From the reader comments on social security, write out the passage word for word, starting at "When Governments abandon" and stopping after "is simply disgusting....".

------ Text segment ------

Jim | 23 October 2017  

Thank you El for this article. I agree the social security system is meant to be a safety net. People accessing this system deserve to be treated with respect and care, not in punitive ways as happens now. New start payments have been shown to be so low as to be a barrier for people looking for work. I too am astounded that Serco has been asked to assist Centrelink. Governments thru our public services are responsible for delivering these very important human services. When will our govt see this ?


Monica Phelan | 23 October 2017  

When Governments abandon their responsibilities towards their citizenry, then the only solution is to resign from office. Privatization and contracting out of government services is something which I abhor and the biggest con job perpetrated on society. This LNP administration is simply disgusting....

------ Entries ------

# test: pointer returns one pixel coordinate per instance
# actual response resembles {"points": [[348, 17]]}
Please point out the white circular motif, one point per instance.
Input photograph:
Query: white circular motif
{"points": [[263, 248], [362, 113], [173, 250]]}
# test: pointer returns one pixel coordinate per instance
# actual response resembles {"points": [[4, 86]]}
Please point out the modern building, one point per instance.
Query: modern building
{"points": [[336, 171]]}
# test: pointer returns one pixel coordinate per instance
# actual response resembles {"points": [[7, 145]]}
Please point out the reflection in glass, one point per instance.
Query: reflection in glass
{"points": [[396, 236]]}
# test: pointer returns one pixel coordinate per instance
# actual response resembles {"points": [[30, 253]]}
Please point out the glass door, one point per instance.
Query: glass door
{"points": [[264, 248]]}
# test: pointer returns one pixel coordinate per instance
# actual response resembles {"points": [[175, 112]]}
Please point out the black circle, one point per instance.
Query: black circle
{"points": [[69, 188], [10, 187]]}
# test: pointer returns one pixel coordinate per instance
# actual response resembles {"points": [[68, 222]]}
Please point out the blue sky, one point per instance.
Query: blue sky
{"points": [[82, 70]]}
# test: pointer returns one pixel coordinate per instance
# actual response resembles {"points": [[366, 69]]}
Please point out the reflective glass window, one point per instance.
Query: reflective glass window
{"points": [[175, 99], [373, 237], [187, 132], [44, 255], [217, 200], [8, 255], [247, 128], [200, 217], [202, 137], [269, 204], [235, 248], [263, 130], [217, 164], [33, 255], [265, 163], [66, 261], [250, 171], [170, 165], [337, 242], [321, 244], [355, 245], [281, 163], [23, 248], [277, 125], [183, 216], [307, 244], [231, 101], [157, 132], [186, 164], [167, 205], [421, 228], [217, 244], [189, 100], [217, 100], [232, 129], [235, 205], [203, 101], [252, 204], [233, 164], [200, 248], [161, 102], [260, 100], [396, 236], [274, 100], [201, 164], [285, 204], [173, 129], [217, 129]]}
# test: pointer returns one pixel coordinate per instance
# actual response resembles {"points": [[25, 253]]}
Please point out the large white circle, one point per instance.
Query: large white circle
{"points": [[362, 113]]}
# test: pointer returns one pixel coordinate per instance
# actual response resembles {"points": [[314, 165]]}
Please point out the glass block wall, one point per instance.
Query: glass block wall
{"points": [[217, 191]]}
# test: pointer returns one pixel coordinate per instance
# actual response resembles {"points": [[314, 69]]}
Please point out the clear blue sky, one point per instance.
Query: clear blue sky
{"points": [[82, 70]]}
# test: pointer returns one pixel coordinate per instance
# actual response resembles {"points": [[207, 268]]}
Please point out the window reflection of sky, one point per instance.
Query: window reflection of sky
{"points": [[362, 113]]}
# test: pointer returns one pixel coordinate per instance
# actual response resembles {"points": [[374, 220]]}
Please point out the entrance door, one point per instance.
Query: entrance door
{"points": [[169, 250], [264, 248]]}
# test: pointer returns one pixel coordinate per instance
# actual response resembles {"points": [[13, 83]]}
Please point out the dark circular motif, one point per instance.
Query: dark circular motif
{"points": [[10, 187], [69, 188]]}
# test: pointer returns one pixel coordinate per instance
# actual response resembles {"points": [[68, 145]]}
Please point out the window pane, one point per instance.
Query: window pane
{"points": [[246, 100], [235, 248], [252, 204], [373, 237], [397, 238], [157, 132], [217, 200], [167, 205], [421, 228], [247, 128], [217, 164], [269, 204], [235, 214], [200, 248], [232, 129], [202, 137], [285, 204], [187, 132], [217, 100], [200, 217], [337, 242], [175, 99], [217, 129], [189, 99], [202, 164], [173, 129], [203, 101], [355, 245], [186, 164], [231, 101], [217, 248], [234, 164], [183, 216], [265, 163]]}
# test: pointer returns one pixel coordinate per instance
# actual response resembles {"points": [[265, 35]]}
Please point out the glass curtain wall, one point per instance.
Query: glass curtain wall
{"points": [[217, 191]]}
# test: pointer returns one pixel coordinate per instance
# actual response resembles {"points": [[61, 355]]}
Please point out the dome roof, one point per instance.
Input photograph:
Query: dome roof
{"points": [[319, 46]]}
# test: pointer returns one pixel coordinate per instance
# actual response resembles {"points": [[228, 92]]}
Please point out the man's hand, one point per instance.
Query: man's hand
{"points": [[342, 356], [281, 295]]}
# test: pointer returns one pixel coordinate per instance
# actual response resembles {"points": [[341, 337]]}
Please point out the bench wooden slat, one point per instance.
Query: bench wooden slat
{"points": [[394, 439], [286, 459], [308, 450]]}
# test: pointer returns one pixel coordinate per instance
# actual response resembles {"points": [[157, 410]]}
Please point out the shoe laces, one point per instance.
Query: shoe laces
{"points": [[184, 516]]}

------

### Problem solution
When Governments abandon their responsibilities towards their citizenry, then the only solution is to resign from office. Privatization and contracting out of government services is something which I abhor and the biggest con job perpetrated on society. This LNP administration is simply disgusting....